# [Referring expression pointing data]
"""

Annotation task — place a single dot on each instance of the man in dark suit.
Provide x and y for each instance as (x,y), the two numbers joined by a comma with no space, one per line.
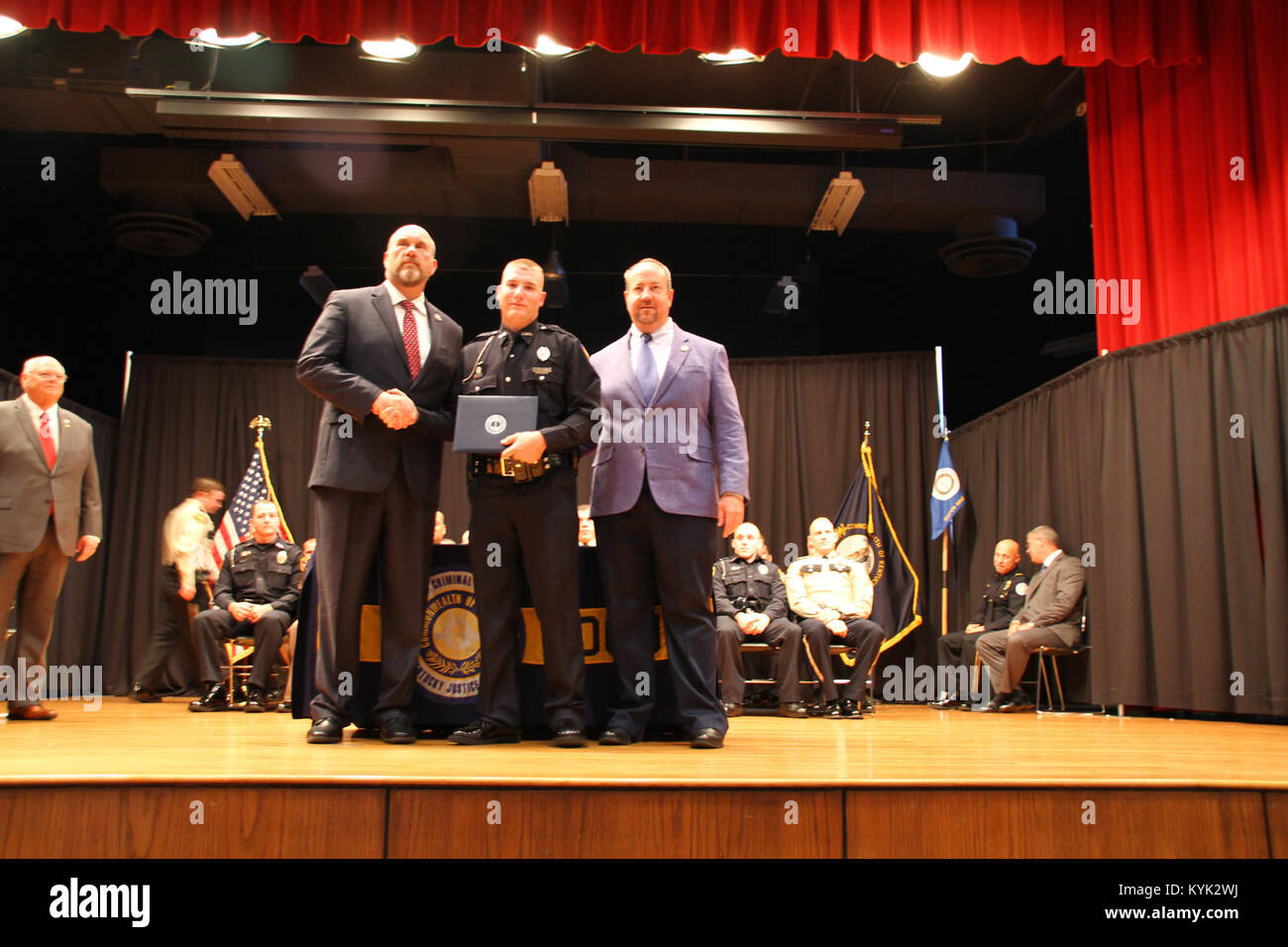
(1051,616)
(384,359)
(670,470)
(50,510)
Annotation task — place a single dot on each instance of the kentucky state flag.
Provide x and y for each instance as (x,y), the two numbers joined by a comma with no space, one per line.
(945,495)
(867,536)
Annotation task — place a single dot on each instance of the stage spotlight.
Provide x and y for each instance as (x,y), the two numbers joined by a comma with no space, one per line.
(317,283)
(940,67)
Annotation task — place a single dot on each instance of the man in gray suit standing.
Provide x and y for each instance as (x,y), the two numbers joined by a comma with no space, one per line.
(670,470)
(50,510)
(385,361)
(1051,616)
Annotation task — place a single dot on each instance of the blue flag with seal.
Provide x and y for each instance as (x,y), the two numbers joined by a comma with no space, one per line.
(945,495)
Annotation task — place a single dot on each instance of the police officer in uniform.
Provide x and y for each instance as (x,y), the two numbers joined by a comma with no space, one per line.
(257,592)
(1004,598)
(751,605)
(523,512)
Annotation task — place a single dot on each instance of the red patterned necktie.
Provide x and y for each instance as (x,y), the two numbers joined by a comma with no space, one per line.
(410,339)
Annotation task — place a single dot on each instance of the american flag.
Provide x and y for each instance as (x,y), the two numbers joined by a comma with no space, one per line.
(235,526)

"""

Copy out every entry above verbatim. Leave each picture out.

# [Expected answer]
Annotation task — place a single dot on each instance of the man in dark suit.
Provide x and y for each instance as (x,y), the two numbers joined by a comma with no space, one per line.
(1051,616)
(384,359)
(670,470)
(50,510)
Annotation task — place a single dot on each instance of the kentucky state flag.
Provide x and y for each instance as (x,y), the two numbers joined by a comma with no space, one per line.
(945,495)
(867,536)
Annotation task — place a single dot on each instance of the stage spotlight.
Provide x and y for each instance as (x,y), the two numbers joined by a comma with no space, one per line.
(317,283)
(940,67)
Annotation task — place a single dot on each instance of the man in gray suit standing.
Provide x and y for each instance as (x,y), the two numbers joined by a comma with no space, one per line.
(670,470)
(50,510)
(385,361)
(1051,616)
Annotation task — place a single dot on each instance of the blue flag with seal.
Provide x and y for each instance as (x,y), the two numbers joined by a comma with no space, one per line.
(945,495)
Annotation task — place a single dot on each instance of the police officer in uniform.
Provide x and y for each instance as (x,y), the two numbers joined by a comma with no space, one per line.
(257,592)
(1004,598)
(751,605)
(523,512)
Annotation task — place a single dot on each instance of the red patterned necktie.
Provide x and y for each instance as (x,y), the two numbers joined by a comma with no space, one per line.
(410,339)
Annotation task — place a single dot on each instance of the american flag.
Provide x and y for each instance as (x,y), the two numbers joined by a comma with no space, one per line.
(235,526)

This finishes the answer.